> **STATED TASK 1**: According to the hay thread, why does kellyrich use Timothy hay from Pets at Home?
> **STATED TASK 2**: Continue the hay thread after the last line shown.

** begin PASSAGE PROVIDED **

# The best hay for Guinea pigs and rabbits?



## acjb007 (Feb 5, 2009)

Hi I give mine medow hay but they aren't keen on the stuff from Asda and hay from pets corner seemed dusty. They love pets at home hay but every time I grab some for them it's full of thorns and small twigs. What do you use?

Thanks!


----------



## kellyrich (Jan 8, 2009)

In use meadow hay from tesco and also Timothy hay from Pets at home which i was recommended to use as apparently it is better than normal hay x


----------



## MaryE (Mar 12, 2009)

I have just started to buy something called 3 way hay. It is a combination of wheat, barley and oat hay in one bale. My house rabbits seem to like it better than what I was giving them earlier which was just oat hay. Also rabbits enjoy timothy hay.


----------



## frags (Feb 5, 2009)

** end PASSAGE PROVIDED **
** begin ROWS **

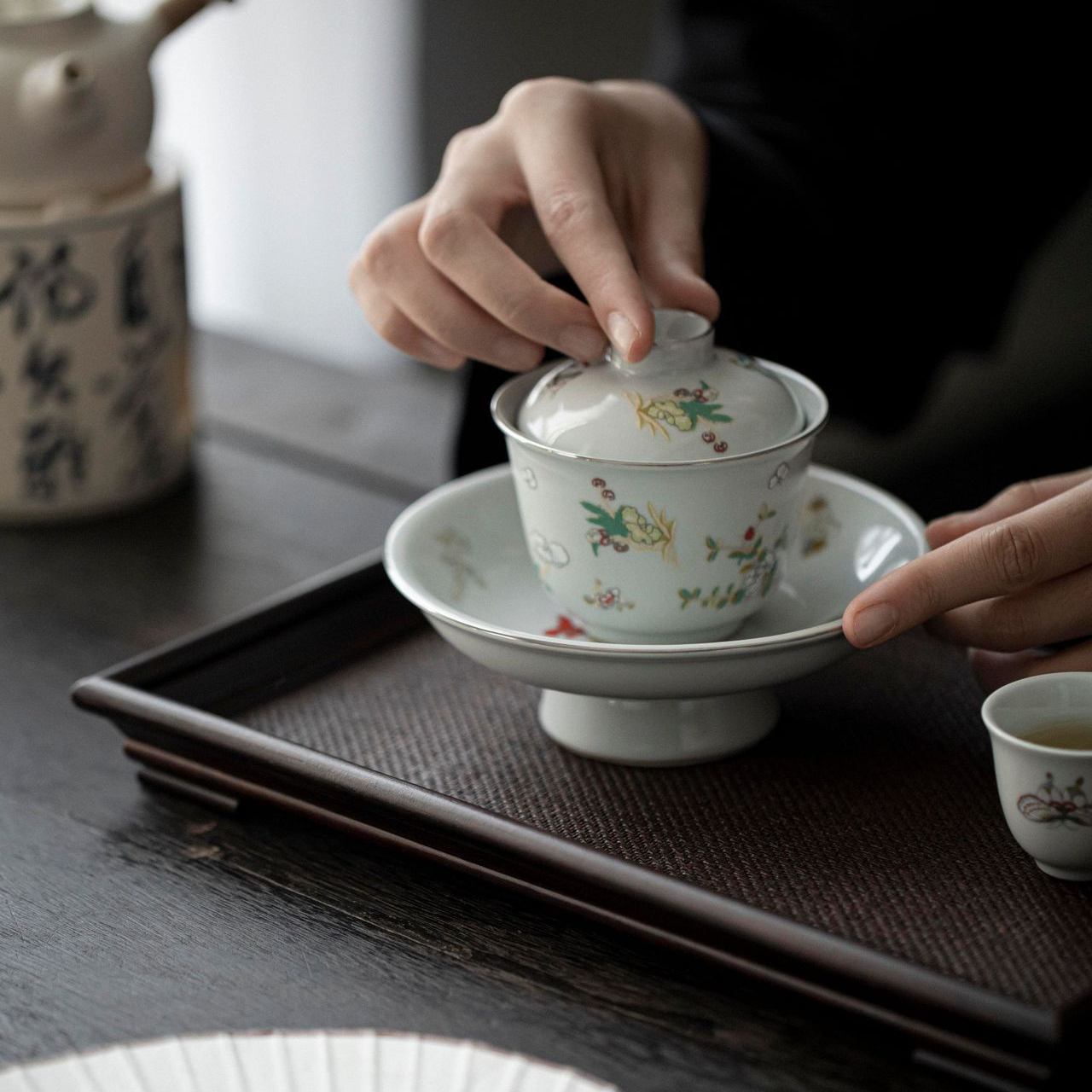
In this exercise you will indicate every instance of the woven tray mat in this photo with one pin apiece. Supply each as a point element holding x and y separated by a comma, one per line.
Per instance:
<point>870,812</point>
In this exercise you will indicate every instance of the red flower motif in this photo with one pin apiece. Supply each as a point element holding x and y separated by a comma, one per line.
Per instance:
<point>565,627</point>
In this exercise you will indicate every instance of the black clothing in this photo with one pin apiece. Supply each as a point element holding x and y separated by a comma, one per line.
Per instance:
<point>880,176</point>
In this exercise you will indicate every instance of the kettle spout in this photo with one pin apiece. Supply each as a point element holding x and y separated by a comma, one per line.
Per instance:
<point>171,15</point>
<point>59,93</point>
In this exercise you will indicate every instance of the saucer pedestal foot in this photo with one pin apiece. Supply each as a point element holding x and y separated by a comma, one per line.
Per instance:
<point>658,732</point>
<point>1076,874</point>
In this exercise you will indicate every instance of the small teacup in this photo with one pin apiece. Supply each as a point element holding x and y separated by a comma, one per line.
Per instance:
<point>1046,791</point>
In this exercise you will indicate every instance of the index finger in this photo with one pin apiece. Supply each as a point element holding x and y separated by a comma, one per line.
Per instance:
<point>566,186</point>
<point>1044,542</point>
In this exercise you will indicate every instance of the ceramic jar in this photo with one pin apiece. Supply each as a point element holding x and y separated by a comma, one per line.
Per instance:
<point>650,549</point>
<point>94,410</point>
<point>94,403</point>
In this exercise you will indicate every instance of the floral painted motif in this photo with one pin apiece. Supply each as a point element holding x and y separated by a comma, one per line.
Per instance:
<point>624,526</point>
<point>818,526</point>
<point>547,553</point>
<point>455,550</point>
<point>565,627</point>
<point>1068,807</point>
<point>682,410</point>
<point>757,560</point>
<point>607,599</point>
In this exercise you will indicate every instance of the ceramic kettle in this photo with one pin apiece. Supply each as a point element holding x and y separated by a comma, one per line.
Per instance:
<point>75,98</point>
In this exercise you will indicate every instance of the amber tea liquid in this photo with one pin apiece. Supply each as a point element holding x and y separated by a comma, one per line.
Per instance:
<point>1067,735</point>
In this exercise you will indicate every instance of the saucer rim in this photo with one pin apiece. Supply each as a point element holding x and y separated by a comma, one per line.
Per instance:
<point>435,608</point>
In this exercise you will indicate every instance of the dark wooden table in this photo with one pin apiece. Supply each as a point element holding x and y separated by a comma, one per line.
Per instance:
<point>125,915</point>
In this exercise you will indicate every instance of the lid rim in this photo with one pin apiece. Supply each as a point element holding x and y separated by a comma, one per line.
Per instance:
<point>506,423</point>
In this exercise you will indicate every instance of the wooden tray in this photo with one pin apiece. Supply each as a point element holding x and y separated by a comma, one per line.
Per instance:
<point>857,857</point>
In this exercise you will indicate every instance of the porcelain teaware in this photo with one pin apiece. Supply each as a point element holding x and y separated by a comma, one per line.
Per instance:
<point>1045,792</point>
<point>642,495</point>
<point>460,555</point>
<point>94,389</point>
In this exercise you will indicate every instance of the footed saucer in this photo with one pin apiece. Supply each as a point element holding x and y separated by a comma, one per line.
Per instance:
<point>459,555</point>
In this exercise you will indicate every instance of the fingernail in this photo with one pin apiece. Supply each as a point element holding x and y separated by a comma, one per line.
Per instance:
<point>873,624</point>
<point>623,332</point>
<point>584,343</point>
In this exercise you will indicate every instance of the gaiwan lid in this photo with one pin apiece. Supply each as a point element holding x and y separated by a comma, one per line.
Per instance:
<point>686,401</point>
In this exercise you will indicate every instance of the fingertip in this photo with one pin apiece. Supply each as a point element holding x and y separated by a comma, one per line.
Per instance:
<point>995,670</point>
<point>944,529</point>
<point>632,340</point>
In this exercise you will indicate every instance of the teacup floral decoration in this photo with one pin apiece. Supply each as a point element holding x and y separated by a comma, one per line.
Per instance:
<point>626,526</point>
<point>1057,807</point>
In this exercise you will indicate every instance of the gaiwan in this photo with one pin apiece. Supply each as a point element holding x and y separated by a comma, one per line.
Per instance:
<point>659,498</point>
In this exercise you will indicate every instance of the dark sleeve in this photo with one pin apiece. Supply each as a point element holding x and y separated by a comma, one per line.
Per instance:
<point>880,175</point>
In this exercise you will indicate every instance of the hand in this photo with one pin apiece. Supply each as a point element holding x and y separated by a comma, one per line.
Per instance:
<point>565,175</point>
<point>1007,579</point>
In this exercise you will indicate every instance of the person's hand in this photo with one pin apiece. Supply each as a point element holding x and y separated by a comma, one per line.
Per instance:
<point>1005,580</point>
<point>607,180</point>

** end ROWS **
** begin ROWS **

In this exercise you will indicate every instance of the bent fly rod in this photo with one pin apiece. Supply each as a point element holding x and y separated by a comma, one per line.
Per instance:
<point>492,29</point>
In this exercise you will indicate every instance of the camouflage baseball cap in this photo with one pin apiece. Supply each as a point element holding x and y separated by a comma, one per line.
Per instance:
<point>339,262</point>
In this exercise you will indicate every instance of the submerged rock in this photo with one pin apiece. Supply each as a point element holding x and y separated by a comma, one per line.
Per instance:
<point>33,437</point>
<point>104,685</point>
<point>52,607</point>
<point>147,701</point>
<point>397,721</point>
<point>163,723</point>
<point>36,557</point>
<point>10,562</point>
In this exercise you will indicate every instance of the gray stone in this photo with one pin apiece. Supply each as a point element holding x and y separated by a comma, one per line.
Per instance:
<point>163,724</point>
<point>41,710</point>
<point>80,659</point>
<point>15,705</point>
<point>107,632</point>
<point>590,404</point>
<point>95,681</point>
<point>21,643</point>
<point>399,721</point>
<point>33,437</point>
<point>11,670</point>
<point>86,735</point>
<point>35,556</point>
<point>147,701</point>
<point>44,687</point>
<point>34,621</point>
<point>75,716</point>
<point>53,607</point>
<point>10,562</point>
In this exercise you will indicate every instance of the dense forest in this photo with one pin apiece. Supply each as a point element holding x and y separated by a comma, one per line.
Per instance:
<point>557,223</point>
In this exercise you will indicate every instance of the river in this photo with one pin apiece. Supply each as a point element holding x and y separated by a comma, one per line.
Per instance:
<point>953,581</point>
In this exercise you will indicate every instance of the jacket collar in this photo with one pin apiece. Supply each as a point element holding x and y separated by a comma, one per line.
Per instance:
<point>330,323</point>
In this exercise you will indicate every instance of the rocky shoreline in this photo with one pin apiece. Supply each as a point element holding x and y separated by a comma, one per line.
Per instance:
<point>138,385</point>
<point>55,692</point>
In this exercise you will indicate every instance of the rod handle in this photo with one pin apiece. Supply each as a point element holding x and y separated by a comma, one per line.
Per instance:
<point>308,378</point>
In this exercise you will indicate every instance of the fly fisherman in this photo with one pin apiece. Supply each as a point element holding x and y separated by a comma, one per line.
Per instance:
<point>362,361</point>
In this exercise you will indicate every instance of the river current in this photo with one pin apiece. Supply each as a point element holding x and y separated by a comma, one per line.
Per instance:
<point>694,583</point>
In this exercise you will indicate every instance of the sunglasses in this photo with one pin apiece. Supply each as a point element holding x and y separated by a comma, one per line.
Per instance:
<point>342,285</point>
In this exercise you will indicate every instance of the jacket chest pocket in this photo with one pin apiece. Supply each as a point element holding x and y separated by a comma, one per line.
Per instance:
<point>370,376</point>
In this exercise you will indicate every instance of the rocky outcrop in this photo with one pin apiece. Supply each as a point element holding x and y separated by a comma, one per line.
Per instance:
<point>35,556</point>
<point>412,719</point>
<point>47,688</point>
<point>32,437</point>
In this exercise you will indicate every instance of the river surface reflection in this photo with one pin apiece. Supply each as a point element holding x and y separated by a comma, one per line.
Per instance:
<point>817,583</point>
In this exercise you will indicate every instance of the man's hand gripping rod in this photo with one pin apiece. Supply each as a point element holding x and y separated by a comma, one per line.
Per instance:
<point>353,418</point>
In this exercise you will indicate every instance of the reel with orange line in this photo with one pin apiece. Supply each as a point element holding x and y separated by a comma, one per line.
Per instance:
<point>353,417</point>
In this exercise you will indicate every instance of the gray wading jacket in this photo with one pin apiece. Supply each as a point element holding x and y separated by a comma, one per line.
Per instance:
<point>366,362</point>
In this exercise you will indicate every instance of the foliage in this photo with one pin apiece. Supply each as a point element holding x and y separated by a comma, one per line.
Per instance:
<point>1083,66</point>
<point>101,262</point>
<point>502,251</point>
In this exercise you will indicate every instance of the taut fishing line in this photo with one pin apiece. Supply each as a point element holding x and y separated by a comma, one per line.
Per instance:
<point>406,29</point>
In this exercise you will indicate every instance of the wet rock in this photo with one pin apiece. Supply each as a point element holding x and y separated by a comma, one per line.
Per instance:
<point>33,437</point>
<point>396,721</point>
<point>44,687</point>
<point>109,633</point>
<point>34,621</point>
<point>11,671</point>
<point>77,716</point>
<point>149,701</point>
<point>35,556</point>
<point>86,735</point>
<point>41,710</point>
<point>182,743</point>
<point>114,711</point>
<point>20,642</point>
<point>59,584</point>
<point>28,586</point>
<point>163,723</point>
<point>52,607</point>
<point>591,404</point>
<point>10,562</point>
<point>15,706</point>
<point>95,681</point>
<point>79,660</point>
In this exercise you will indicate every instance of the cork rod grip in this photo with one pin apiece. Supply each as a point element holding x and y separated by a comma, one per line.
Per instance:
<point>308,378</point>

** end ROWS **
** begin ROWS **

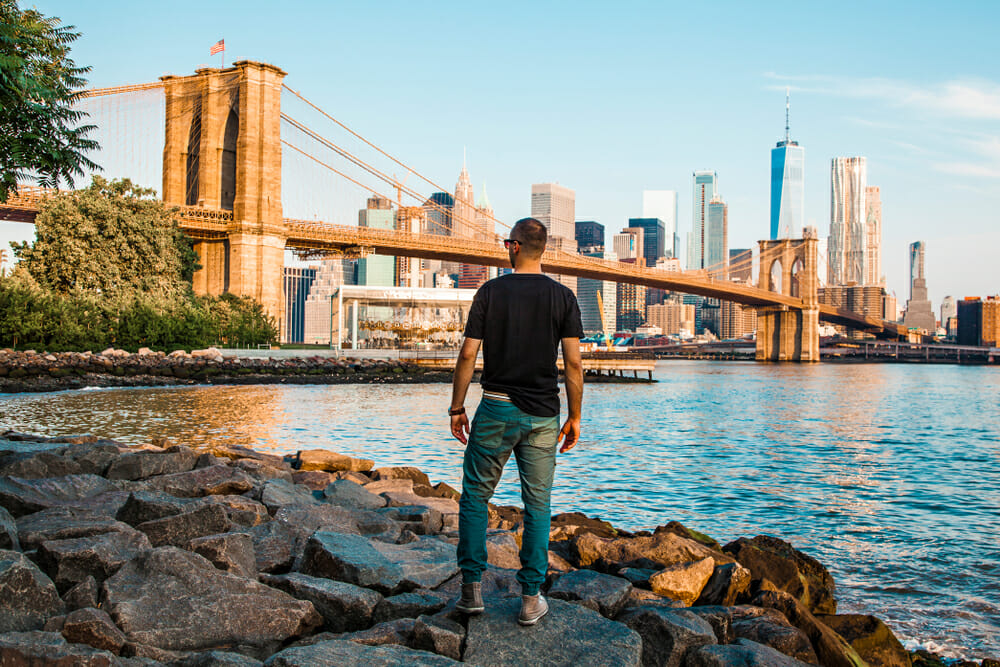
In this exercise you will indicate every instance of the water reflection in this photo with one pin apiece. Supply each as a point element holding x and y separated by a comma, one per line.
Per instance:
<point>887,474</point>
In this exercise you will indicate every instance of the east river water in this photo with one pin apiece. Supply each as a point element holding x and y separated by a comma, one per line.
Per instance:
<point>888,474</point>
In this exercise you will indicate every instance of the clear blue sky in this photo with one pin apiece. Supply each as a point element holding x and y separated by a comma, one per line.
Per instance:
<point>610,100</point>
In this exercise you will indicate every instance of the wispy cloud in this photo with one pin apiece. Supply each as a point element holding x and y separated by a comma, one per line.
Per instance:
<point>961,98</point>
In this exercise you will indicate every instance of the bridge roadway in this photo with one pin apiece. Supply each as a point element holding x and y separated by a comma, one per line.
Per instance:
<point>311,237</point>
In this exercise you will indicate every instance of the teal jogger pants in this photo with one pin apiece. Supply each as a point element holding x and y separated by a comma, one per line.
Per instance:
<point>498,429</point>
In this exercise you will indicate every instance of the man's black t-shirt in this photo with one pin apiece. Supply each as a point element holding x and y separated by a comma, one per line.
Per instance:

** end ROWS **

> **FINAL ANSWER 1**: She was recommended to use it because it is apparently better than normal hay.

> **FINAL ANSWER 2**:
mine have normal hay from a local farm but also have herbage timothy hay from pets at home


----------



## umber (Feb 15, 2009)

I bought mine a huge bag of meadow hay from a local petshop which apparently stocks up from a local farm... one of the people in the animal shelter recommened the hay there.

I have to say... I dont actually think my rabbits like it very much as I have started to wonder and worry that they dont seem to eat that much hay  The like the grass, and their food and veg and I do see them nibbling hay now and again but thats it!

Should I try changing it? and see if I notice a difference?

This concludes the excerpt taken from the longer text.